**TASK DESCRIPTION**
The full set of entries below must be returned exactly as shown.

[Dataset entries]
□ □ □

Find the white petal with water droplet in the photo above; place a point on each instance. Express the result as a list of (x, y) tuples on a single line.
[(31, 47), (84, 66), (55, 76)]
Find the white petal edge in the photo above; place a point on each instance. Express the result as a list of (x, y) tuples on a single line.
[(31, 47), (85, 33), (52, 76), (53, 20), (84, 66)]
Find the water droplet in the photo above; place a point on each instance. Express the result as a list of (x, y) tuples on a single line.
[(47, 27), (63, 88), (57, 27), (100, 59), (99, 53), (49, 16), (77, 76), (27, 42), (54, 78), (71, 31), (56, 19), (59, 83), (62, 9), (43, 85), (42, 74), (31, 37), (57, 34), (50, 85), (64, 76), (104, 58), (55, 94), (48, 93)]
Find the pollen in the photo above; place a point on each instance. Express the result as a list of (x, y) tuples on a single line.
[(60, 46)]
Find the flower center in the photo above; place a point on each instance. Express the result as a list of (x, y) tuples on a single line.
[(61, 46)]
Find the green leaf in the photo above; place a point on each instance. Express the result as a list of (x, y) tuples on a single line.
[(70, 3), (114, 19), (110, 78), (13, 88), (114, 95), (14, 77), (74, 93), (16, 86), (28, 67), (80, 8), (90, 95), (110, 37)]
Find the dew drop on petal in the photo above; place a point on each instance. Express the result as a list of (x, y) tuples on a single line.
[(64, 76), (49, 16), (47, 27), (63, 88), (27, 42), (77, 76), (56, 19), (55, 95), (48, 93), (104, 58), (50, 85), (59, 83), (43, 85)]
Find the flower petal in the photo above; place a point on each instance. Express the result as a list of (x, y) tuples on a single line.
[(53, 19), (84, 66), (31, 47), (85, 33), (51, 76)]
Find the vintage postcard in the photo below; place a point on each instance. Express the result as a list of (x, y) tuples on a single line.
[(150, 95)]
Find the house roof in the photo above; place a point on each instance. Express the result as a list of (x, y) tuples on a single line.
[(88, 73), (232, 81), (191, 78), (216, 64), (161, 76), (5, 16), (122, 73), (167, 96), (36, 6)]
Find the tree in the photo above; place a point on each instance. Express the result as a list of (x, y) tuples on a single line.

□ □ □

**ANSWER TO THIS PROBLEM**
Find the white petal with water droplet in the photo above; place a point on each instance. Express the result as a list of (x, y) tuples on a single line.
[(31, 47), (84, 66), (55, 76)]
Find the white petal edge in the photo above; place a point on each instance. Express the result as a list of (x, y) tuples on a single line.
[(31, 47), (85, 33), (52, 76), (53, 20), (84, 66)]
Find the water droplet in the photo above; place a point on each instance. Express the result as a list of (x, y) tuples on a single line.
[(47, 27), (63, 88), (57, 27), (100, 59), (99, 53), (49, 16), (77, 76), (27, 42), (54, 78), (71, 31), (56, 19), (59, 83), (62, 9), (43, 85), (42, 74), (31, 37), (57, 34), (50, 85), (64, 76), (104, 58), (55, 94), (48, 93)]
Find the pollen in the photo above; place a point on each instance. Express the result as a list of (x, y) tuples on a single line.
[(60, 46)]
Find the flower center in the photo above; place a point on each instance. Express the result as a list of (x, y) tuples on a single line.
[(61, 46)]
Find the green leaf in the photo above; place a point on each instance. Express the result as a list of (x, y) tuples on a single line.
[(70, 3), (114, 19), (110, 78), (13, 88), (114, 95), (14, 77), (74, 93), (16, 86), (28, 67), (80, 8), (90, 95), (110, 37)]
Find the dew drop on petal in the photo above; place a point on each instance. Express the result as a list of (x, y) tuples on a single line.
[(64, 76), (49, 16), (47, 27), (63, 88), (27, 42), (77, 76), (56, 19), (55, 95), (48, 93), (104, 58), (50, 85), (59, 83), (43, 85)]
Find the flower petal in the photo above; place a point on each instance. Express the result as a list of (x, y) tuples on a single line.
[(53, 19), (84, 66), (31, 47), (85, 33), (51, 76)]
Find the vintage postcard in the photo below; place a point on each instance. Express the result as a list of (x, y) tuples on a single line.
[(150, 95)]
Find the house roof in the photo above; place a point on each instance. Express the result as a list of (x, y) tuples on a single line.
[(88, 73), (232, 81), (191, 78), (216, 64), (161, 76), (5, 16), (122, 73), (167, 96), (36, 6)]
Find the tree in the photo above; place a point on each instance. Express the result as a list of (x, y) tuples on a single line.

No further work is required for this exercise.